+++ Dataset records +++

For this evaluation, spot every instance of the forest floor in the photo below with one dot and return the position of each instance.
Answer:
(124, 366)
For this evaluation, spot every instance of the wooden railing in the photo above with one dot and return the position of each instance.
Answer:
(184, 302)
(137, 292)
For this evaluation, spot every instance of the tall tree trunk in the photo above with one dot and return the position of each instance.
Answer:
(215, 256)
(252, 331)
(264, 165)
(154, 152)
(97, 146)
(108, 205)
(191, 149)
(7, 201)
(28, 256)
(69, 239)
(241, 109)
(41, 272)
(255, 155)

+++
+++ Dataset records +++

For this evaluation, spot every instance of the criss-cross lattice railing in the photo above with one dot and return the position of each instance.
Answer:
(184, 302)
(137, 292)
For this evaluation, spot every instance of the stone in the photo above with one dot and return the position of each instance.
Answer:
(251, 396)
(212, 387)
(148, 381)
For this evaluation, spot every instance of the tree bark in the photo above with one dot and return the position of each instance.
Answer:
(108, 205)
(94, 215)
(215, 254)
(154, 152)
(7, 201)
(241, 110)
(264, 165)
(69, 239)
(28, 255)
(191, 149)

+++
+++ Dataset records +++

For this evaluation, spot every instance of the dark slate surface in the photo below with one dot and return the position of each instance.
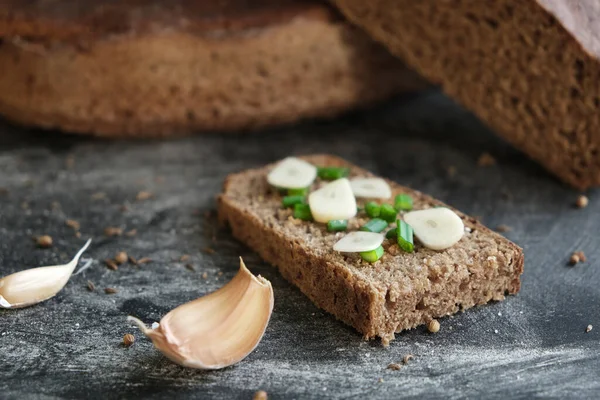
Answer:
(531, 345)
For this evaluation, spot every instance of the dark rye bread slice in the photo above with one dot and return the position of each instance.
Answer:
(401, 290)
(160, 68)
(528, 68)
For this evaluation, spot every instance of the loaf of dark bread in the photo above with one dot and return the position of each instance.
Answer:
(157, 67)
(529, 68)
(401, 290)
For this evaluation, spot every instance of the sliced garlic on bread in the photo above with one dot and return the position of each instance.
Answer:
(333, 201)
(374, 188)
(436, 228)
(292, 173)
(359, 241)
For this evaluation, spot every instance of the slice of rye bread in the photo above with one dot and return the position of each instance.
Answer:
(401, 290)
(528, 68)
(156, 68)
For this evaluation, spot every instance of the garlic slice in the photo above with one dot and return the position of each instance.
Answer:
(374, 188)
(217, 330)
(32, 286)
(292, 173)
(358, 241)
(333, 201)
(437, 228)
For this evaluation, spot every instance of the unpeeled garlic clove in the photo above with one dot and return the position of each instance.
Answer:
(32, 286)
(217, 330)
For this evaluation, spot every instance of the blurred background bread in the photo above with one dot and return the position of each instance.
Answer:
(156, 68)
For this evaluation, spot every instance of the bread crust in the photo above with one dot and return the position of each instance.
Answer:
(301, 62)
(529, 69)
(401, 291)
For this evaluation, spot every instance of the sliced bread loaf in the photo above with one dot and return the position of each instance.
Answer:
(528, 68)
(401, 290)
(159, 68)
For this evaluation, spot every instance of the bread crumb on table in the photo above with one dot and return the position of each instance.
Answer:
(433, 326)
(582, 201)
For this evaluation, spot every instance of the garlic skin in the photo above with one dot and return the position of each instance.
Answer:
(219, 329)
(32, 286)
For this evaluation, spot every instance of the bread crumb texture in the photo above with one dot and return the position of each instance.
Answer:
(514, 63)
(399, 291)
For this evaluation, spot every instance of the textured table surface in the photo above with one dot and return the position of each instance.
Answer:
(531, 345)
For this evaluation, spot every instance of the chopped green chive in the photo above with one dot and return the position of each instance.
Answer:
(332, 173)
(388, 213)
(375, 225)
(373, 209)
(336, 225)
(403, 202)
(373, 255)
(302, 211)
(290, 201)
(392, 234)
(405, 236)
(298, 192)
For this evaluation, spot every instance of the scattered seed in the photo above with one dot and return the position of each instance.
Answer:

+++

● **Task brief**:
Return each line of the data above that contains the word "railing", copying every such line in full.

● **Solved problem**:
For this evaluation, spot every instance of the wooden railing in the photo above with one dot and return the position of each instance.
For this evaluation, spot every instance of the criss-cross lattice railing in the photo above with one dot and return the position of each instance.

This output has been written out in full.